→ **Task data**
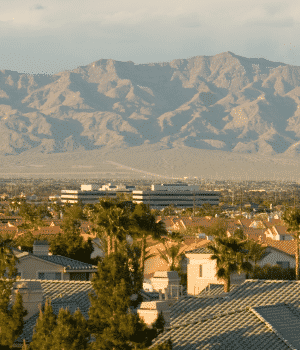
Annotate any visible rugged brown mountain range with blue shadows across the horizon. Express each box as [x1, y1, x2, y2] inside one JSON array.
[[0, 51, 300, 180]]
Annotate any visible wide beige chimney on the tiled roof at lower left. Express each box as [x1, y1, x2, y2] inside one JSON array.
[[12, 280, 43, 321]]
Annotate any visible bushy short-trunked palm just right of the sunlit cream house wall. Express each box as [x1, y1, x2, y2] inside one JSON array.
[[207, 237, 252, 293]]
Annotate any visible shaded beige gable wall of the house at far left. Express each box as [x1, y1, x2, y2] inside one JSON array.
[[16, 256, 70, 280]]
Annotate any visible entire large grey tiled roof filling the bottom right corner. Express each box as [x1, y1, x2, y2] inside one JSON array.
[[149, 280, 300, 350]]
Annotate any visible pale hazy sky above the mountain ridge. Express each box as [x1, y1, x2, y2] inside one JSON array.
[[0, 0, 300, 74]]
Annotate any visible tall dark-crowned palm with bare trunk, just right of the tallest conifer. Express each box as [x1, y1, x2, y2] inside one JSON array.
[[132, 203, 168, 273]]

→ **Problem**
Which lines run from the one containing "Annotate any visible pale" to the end of the data? Output them exactly, with nothing added.

→ **Task result**
Annotate any visible pale hazy sky above the mountain ridge. Express each box as [x1, y1, x2, y2] inside one JSON array.
[[0, 0, 300, 74]]
Annotate any visible tall dark-crowned palm with bare trunk, just right of the tallest conifer. Express each box as [x1, y1, x2, y2] inside one JSON array.
[[132, 203, 168, 273]]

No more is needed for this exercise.